● **Prompt 1**: List every dollar amount that appears in the account of the game-show taping.

● **Text shown**:
WARNING: This installment contains adult language. Mostly uttered by Regis Philbin
We all march in. First, the nine of us, and then Frank Tangretti, and finally, Regis Philbin. It's chilly, and purple, and smoky, and the crowd is cheering loudly. Then, we take our seats.... well, the nine of us anyway. Regis does as well, for a moment, presumably to get his bearings.
And he started screaming. Angrily and profanely. At the very sweet young woman holding the cue cards. To "lift up the fucking cards! I can't see them! It's fucking dark over there!"
Then he left, with Frank, to go offstage.
And the theme music starts! And Frank and Regis walk in and sit down. Frank had gotten to the $2,000 question the night before. They make some small talk about how the game is played, and the lifelines, and then it begins!
The $4000, $8000, $16000 and $32000 questions - the 2nd plateau - went rather quickly. Of course, Frank did have time to talk through them and think about the questions. A lot of his talking and thinking through ended up on the cutting room floor, of course.
This is a good time to mention that the producers know how many questions at each level they can get through between commercial breaks. And they do it all in virtually one take. Which means that the menacing music you hear throughout the show as if to add jeopardy to the thought process - well, that's pretty much continuous. They do edit that during prep for air, but for the most part, we in the studio are hearing what you are hearing on TV.

● **Stored records**:
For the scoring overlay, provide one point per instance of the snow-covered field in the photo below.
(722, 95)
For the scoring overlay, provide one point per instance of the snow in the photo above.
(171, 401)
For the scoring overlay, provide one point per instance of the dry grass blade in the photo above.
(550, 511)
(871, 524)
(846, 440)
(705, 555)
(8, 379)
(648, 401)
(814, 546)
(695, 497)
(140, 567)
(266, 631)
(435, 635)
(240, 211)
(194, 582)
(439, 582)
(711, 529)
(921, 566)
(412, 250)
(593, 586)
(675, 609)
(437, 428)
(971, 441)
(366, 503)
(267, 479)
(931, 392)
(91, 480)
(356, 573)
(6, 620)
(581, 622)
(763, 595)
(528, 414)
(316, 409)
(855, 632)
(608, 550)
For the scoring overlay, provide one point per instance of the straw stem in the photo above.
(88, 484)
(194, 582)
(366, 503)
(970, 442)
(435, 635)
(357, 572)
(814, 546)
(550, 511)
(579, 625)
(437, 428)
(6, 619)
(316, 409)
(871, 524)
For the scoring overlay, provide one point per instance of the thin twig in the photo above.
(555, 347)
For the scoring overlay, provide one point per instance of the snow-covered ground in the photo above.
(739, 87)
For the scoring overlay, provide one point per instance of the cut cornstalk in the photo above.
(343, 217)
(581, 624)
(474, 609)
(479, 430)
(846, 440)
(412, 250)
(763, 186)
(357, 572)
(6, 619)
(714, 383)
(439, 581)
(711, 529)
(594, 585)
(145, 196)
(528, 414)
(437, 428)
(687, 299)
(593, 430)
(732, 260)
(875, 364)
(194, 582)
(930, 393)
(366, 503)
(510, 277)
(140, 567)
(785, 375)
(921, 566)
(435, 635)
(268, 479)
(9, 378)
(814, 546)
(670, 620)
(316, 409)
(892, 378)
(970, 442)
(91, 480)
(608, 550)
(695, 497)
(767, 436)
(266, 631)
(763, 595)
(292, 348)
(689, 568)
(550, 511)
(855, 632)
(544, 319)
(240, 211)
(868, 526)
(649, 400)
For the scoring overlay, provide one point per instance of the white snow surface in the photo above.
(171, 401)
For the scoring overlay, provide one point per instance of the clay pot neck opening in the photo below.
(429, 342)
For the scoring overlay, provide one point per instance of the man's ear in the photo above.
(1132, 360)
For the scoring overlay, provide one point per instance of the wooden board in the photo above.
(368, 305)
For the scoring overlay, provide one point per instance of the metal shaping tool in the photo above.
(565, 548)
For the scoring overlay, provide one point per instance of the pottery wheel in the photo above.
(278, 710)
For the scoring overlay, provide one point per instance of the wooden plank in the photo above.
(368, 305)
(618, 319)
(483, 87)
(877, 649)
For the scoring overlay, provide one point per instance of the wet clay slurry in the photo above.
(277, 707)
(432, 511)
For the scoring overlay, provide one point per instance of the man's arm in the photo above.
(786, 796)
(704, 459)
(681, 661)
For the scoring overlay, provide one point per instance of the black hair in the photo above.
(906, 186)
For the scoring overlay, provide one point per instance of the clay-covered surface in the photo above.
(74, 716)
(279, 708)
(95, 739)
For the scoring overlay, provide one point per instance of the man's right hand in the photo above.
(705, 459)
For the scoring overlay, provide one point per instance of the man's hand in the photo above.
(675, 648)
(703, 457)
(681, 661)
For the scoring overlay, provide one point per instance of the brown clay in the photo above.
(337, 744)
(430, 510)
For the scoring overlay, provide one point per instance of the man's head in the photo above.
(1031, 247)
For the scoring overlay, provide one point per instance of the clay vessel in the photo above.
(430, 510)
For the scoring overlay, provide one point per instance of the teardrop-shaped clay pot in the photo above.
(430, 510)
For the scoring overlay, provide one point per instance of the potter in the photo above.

● **Prompt 2**: In the entries, start at the line that contains "snow surface in the photo above." and end with the line that contains "(1132, 360)". Reproduce those lines word for word.

● **Solution 1**: $2,000, $4000, $8000, $16000, $32000

● **Solution 2**:
For the scoring overlay, provide one point per instance of the white snow surface in the photo above.
(171, 401)
For the scoring overlay, provide one point per instance of the clay pot neck opening in the photo below.
(429, 342)
For the scoring overlay, provide one point per instance of the man's ear in the photo above.
(1132, 360)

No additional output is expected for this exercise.